• **Objective**
Show every line from the records below that contains the word "shoelace", copying each one in full.

Pointing and labeling entries
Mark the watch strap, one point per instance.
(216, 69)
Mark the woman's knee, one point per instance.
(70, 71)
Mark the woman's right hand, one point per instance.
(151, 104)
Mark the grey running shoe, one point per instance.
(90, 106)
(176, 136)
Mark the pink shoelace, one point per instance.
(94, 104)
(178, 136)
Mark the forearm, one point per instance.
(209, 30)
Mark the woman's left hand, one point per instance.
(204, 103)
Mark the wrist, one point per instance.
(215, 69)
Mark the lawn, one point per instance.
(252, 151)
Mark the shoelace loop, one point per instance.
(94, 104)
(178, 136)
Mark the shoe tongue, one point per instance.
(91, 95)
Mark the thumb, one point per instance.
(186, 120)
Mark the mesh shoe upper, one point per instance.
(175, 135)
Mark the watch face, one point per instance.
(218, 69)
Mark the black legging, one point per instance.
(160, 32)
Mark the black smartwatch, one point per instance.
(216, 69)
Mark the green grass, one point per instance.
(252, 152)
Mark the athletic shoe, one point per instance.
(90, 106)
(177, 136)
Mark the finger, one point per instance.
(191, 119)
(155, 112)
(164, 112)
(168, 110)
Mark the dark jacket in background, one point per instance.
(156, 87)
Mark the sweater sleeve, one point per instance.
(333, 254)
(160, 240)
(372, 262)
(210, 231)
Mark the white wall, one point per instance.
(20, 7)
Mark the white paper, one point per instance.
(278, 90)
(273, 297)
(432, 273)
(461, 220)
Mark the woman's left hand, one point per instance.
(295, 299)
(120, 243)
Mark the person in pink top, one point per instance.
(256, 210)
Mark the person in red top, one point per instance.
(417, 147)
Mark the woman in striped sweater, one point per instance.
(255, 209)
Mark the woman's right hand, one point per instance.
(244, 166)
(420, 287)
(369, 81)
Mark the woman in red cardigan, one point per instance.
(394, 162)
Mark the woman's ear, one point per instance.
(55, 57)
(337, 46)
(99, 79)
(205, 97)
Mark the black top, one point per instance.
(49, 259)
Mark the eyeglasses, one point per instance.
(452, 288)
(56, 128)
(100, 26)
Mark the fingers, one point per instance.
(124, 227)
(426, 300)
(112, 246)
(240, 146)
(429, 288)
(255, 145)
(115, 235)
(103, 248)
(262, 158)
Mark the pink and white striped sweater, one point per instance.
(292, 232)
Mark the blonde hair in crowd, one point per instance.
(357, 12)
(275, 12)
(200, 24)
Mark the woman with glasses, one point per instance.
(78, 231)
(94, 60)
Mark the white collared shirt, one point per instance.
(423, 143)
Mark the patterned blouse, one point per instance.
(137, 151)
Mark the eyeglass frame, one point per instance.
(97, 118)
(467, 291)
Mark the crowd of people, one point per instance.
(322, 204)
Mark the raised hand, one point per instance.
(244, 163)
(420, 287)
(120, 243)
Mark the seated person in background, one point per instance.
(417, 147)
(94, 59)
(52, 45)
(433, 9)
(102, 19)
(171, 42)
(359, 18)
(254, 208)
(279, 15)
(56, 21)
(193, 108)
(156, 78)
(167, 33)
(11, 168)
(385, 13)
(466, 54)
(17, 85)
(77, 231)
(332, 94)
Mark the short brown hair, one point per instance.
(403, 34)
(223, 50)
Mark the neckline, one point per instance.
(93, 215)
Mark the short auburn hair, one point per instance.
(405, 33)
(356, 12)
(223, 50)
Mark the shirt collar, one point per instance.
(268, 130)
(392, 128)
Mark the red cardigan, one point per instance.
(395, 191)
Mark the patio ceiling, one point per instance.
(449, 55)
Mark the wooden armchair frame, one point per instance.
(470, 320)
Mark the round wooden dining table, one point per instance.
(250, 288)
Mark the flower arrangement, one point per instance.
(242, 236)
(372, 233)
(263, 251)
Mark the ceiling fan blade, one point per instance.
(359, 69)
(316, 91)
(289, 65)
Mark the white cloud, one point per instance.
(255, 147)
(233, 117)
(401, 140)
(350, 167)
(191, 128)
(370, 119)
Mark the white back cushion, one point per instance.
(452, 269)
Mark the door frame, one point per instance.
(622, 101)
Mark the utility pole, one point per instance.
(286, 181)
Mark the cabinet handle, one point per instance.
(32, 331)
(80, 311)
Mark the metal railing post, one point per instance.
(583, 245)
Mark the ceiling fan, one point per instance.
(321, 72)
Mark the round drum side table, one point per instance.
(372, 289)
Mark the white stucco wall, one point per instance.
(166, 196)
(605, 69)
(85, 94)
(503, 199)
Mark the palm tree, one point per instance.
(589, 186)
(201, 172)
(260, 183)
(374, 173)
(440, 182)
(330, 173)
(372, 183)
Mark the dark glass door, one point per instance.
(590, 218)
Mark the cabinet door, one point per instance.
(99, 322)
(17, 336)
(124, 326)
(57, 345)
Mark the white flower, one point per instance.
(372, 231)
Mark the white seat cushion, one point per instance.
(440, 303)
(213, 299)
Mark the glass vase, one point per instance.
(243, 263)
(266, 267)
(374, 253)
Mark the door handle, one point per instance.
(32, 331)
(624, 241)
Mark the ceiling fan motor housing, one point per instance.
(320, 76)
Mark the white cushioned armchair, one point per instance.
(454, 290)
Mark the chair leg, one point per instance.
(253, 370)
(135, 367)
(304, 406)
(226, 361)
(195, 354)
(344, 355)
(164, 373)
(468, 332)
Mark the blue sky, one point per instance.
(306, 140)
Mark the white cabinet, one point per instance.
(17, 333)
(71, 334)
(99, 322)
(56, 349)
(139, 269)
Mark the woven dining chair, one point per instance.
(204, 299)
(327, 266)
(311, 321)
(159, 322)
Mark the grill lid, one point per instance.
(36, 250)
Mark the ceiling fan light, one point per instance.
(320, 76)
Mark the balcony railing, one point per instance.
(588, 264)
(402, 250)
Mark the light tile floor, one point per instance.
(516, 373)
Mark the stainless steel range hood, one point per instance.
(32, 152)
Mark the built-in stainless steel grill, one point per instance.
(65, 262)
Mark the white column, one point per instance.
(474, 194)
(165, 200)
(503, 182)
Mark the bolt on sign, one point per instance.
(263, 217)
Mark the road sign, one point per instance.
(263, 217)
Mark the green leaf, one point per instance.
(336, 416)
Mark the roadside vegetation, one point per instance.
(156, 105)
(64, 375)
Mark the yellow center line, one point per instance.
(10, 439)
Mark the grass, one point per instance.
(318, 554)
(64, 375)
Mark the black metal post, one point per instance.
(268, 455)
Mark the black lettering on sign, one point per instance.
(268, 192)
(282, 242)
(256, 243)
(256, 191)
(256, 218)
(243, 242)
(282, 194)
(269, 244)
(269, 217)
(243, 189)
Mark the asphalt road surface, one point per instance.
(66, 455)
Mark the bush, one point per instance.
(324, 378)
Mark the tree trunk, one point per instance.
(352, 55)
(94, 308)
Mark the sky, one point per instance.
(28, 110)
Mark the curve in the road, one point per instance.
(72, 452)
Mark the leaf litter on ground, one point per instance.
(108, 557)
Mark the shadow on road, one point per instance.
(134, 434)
--
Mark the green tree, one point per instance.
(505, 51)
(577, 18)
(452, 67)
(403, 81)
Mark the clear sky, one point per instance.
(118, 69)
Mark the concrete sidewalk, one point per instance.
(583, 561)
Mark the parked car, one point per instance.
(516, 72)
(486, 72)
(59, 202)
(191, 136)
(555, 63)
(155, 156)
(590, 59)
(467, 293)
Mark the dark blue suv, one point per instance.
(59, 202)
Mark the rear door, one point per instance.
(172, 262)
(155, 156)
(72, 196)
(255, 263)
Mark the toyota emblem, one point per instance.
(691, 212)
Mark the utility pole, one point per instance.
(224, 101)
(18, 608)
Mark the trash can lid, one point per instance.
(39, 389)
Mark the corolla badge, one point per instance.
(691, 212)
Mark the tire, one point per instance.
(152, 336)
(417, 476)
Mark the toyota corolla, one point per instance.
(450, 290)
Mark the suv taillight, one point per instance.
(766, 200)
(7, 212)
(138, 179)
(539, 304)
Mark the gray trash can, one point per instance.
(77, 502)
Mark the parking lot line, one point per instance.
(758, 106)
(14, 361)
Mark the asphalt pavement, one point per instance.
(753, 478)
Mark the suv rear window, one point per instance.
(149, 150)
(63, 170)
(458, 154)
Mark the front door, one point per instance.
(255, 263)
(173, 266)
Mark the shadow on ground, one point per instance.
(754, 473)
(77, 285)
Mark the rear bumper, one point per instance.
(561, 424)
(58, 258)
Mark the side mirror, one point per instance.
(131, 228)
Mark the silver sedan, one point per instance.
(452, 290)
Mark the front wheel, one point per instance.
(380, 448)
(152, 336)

• **Response below**
Mark the pink shoelace, one point per instance.
Mark the shoelace loop, one point per instance.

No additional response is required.